* [Stored data entries]:
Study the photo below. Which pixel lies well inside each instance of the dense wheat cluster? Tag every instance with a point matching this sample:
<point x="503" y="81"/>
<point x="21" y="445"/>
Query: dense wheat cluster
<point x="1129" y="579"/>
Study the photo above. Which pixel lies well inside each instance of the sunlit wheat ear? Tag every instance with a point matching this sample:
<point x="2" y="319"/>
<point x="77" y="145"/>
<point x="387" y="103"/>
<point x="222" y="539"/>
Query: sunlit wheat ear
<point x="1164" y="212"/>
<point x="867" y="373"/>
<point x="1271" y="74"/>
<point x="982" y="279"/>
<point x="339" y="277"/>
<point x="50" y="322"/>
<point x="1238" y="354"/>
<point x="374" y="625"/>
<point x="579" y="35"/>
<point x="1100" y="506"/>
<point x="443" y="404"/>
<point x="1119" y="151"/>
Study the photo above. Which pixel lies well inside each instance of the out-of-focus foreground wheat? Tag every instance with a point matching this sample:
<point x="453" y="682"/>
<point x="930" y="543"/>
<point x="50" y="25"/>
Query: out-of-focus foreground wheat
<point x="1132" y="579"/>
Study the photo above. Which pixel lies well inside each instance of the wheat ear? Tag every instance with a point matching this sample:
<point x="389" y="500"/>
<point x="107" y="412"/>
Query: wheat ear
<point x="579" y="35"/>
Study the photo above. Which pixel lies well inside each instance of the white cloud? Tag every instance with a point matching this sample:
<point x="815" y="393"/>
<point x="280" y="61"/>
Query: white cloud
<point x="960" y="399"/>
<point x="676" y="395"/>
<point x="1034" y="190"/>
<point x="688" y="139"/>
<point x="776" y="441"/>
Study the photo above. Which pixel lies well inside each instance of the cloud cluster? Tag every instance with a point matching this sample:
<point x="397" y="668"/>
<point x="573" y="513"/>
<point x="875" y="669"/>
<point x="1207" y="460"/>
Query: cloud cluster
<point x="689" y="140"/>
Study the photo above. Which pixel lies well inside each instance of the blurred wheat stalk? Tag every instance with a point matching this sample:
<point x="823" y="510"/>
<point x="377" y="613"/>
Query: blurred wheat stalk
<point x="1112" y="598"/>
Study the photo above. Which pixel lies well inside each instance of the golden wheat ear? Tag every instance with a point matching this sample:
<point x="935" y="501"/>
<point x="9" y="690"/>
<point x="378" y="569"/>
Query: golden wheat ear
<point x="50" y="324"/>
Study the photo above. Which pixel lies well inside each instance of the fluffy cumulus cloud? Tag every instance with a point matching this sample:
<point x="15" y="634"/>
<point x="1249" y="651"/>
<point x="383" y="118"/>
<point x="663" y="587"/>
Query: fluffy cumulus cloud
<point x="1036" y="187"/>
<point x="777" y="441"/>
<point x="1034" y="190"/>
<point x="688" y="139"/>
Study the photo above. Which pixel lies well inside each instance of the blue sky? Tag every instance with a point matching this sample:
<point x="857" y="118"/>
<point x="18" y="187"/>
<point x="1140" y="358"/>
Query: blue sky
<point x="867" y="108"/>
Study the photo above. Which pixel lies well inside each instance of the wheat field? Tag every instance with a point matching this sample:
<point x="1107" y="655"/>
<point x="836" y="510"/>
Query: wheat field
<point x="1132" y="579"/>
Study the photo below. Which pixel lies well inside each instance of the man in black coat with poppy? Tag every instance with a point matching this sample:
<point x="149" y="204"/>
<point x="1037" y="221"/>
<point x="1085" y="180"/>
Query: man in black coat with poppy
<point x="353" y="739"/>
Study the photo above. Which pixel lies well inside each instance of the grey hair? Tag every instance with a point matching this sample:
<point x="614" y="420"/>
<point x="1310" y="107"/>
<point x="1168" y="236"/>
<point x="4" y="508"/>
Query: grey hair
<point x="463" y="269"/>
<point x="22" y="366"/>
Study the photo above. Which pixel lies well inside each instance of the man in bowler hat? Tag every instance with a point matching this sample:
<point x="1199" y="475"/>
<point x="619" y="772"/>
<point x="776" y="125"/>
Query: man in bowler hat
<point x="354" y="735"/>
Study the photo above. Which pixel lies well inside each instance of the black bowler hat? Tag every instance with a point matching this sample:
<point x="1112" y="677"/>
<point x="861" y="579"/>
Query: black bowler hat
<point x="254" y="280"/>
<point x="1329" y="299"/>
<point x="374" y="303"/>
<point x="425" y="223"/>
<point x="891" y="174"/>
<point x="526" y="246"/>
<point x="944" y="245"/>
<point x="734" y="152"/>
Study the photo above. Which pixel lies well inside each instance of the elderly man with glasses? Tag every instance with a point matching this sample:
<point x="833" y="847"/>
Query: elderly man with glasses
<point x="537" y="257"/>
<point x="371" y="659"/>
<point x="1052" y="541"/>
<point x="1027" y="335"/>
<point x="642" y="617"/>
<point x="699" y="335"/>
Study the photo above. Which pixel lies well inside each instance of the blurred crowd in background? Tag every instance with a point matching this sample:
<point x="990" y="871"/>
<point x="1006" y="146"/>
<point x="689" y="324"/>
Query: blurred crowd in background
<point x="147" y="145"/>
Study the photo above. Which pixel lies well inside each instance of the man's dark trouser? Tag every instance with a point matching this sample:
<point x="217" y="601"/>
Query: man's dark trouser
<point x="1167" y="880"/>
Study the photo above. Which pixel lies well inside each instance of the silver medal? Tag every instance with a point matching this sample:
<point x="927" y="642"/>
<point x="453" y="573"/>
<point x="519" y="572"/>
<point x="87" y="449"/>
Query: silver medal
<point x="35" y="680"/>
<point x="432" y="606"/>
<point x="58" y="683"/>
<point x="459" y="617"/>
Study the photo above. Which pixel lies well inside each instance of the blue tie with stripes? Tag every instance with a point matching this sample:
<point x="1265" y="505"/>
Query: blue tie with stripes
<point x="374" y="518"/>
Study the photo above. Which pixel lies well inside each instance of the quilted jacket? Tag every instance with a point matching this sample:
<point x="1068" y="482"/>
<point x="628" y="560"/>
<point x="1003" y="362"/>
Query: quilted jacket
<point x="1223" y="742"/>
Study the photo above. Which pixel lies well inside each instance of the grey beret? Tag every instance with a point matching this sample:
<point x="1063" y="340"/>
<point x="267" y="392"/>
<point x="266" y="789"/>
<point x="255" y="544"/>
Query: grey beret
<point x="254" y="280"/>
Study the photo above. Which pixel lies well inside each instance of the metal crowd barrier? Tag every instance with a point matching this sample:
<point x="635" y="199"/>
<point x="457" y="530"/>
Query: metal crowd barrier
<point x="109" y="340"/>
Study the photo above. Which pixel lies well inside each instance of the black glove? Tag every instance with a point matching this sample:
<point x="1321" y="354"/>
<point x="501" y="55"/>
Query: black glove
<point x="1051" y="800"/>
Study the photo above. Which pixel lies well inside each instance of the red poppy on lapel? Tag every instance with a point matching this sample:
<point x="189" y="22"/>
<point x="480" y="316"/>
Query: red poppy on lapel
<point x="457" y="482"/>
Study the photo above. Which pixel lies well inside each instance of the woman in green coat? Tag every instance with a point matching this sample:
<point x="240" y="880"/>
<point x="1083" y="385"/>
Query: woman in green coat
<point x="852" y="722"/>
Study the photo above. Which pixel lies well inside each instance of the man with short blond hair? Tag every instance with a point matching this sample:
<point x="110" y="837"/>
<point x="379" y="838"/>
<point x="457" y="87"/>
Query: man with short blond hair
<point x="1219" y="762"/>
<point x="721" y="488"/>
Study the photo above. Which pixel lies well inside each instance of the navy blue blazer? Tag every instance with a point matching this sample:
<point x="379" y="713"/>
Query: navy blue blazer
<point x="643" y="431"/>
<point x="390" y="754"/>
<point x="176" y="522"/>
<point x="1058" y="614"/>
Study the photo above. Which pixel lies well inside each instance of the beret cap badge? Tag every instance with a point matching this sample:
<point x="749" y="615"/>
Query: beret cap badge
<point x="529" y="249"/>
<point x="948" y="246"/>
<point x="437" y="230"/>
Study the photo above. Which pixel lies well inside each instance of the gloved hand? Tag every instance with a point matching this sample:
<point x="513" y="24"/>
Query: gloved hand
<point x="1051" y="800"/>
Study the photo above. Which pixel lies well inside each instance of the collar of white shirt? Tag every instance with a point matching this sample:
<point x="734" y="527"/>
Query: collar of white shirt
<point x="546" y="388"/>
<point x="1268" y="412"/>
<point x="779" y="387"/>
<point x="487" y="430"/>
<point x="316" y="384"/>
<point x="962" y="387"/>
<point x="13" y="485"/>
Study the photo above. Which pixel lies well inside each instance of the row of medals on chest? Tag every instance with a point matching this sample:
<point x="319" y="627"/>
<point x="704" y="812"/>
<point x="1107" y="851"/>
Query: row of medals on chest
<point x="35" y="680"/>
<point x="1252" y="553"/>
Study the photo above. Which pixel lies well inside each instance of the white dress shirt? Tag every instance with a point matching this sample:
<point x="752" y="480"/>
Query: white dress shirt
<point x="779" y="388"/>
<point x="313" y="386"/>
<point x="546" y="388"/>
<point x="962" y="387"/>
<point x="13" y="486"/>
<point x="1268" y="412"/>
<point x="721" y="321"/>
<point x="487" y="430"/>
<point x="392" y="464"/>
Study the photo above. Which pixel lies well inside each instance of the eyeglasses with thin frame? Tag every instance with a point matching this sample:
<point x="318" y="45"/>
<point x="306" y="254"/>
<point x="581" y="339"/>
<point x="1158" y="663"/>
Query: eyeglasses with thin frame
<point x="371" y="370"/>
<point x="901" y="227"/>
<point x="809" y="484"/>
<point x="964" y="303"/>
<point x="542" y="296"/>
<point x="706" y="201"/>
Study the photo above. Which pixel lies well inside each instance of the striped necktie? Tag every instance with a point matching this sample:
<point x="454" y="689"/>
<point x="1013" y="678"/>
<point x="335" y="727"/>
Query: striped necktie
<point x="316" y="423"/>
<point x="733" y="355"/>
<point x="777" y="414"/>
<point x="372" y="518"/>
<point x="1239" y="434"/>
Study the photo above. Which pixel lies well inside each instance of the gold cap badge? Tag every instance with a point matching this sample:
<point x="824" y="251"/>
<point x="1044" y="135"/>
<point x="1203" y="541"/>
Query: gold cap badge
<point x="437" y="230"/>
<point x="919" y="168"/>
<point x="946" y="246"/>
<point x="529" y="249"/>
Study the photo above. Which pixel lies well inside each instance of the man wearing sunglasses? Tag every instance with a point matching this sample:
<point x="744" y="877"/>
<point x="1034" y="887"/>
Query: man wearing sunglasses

* [WHAT IS BEING ASKED]: Among the lines above, which contain the word "wearing"? Copy every one.

* [RESULT]:
Study the photo above. Which pixel lies well inside each instance of the man wearing sunglasses? Tag every instance with a point matching this sample:
Query: man wearing sunglasses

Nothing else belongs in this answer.